● Задачи для решения:
[a] Ответьте по тексту на вопросы:
(i) Кто, согласно тексту, применял способ двойного описания?
(ii) Что в тексте названо характеристикой тела?
(iii) С учебниками каких наук сравниваются учебники психологии с графиками и диаграммами?
[b] Продублируйте слово в слово часть текста, начиная со слов «История болезни, представленная» и далее вплоть до слов «спору двух языков.» включительно.

Миф анализа

Страница: 1 ... 1415161718192021222324 ... 41

ПЕРВОЕ УМОЗАКЛЮЧЕНИЕ

История болезни, представленная в данной книге, проделала большой исторический путь и осуществила это довольно поверхностно и эскизно, так как являлась главным образом исследованием, нацеленным на психологический инсайт. Чтобы сделать соответствующие выводы, давайте вернемся к двум способам описания, к спору двух языков.
Способ двойного описания применял Плотин, который в своих «Эннеадах» различает два вида движения по отношению к человеческим делам и описывает движение души как круговое: «Душа существует во вращении вокруг Бога, к которому приникает с любовью, удерживаясь всеми силами ближе к Нему, как к Существу, от которого зависит все; а так как она не может совпасть с Богом, то кружится вокруг Него. С другой стороны, движение тела отличается от движения души: путь вперед является характеристикой тела».
Этот фрагмент дает некоторые пояснения, почему язык психологии затрагивает душу только по касательной. Образец языковых открытий и изобретений в психологии следует напрямик по пути соматического исследования. Таким образом, великие свершения позитивистской психологии и психопатологии ограничены самой природой психического, постоянно вращающегося вокруг одного и того же основного парадокса своей природы: одновременной воплощенности в теле, смертности и подверженности эволюции, обращаемости вокруг смерти и стремлении к бессмертному. Каждая новая психологическая система не что иное, как еще одна амплификация этого вращения души вокруг божественной непостижимости в качестве центра.
Говорится, что человек был сотворен по образу Божьему; психика человека отражает божественное или льнет к нему. Наши психологические описания также являются в какой-то степени описаниями божественного. Учебник психологии представляет собой и учебник теологии. Если человек создан по образу Божию, то психология как позитивистская светская наука вообще не представляется возможной. Соответственно, нам не следует ожидать завершенной системы операциональных определений, как не следует рассчитывать на обладание подлинной системой их отклонений от истинных определений. Если создание позитивистской секулярной науки психологии невозможно, то аналогично дело обстоит и с психопатологией. Мы не можем создать ни теорию неврозов, ни психиатрическую нозологию, представляющую что-либо большее, нежели эвристическую помощь, чем сумку с набором инструментов, коллекцию исследований душ и наблюдений, чисто номиналистическую науку, «способ составления мнения», чисто эмпирический язык наименований, которым пользуются или не пользуются по собственной воле. Время учебников отошло в прошлое. Эти учебники с их графиками, диаграммами и каббалистикой статистических выкладок становятся библиографическими курьезами, к которым относятся так же, как мы относимся к учебникам космологии, географии и алхимии ранних периодов их развития. Эра учебников психологии, открытая 1ербартом, завершилась, и мы больше не нуждаемся ни в определениях, ни в систематических пояснениях. Душа желает, чтобы ее внутренние прозрения сохраняли свое движение по кругу, чтобы они благосклонно воспринимали циркуляцию света.

(Сохранённые записи данных)
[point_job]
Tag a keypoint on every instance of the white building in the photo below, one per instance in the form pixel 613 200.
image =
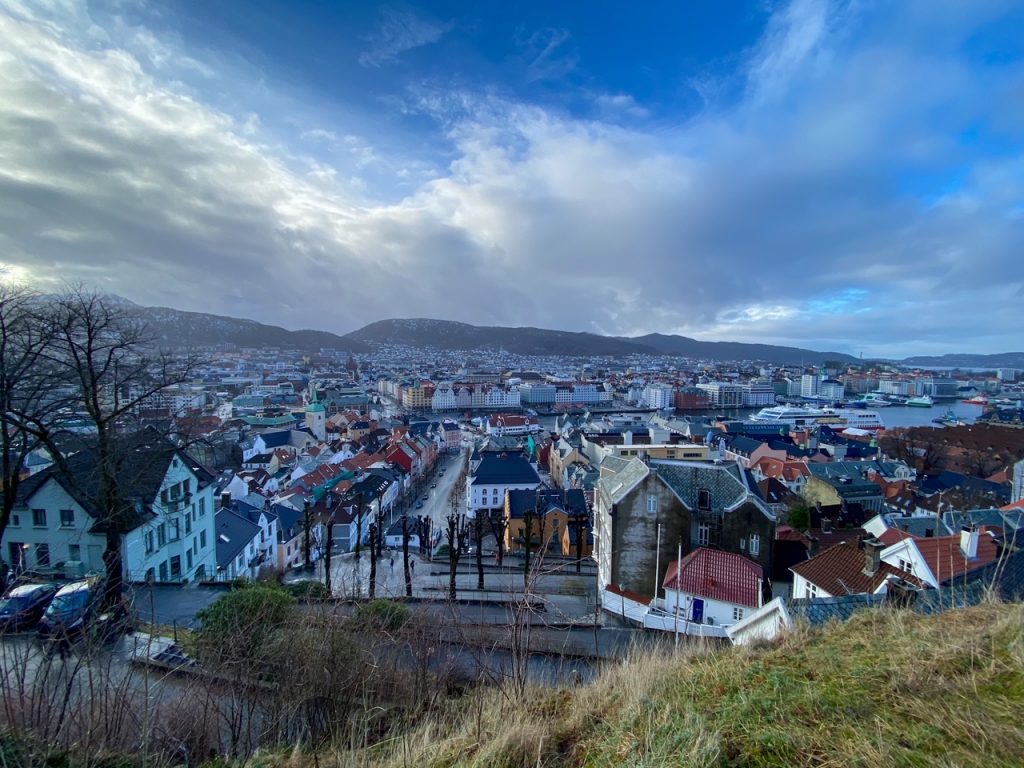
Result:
pixel 723 394
pixel 659 395
pixel 52 526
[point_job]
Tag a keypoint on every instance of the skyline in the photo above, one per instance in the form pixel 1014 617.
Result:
pixel 827 175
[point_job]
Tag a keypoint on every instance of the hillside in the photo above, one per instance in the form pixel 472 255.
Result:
pixel 174 328
pixel 683 346
pixel 967 359
pixel 886 688
pixel 455 336
pixel 458 336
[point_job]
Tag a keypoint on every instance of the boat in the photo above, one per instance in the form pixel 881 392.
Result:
pixel 876 399
pixel 840 418
pixel 949 419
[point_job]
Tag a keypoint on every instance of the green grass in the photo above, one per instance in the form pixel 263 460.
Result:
pixel 885 689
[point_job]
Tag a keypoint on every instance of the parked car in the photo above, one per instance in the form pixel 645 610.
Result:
pixel 77 608
pixel 23 606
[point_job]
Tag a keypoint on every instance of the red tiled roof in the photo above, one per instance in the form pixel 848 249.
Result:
pixel 892 536
pixel 717 576
pixel 840 570
pixel 946 560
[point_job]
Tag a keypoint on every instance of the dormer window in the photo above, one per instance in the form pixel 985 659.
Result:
pixel 704 500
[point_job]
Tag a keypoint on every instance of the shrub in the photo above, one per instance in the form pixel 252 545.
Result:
pixel 307 590
pixel 384 614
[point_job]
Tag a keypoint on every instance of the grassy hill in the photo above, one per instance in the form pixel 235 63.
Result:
pixel 887 688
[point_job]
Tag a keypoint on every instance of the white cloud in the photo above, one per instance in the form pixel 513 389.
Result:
pixel 398 32
pixel 748 222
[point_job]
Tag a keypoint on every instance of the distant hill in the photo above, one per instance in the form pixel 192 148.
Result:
pixel 682 346
pixel 450 335
pixel 174 328
pixel 966 359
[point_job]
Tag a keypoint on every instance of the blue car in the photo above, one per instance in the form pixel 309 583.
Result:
pixel 23 606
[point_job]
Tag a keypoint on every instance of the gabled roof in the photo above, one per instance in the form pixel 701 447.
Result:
pixel 504 469
pixel 233 535
pixel 840 570
pixel 716 574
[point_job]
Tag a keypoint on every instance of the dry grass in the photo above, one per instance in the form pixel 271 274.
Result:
pixel 886 688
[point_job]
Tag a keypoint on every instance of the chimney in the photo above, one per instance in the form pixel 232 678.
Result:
pixel 872 556
pixel 969 543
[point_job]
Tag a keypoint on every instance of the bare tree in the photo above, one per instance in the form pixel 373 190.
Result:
pixel 27 392
pixel 457 534
pixel 109 359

● Список решений:
[a]
(i) Плотин.
(ii) Путь вперед.
(iii) С учебниками космологии, географии и алхимии ранних периодов их развития.

[b]
История болезни, представленная в данной книге, проделала большой исторический путь и осуществила это довольно поверхностно и эскизно, так как являлась главным образом исследованием, нацеленным на психологический инсайт. Чтобы сделать соответствующие выводы, давайте вернемся к двум способам описания, к спору двух языков.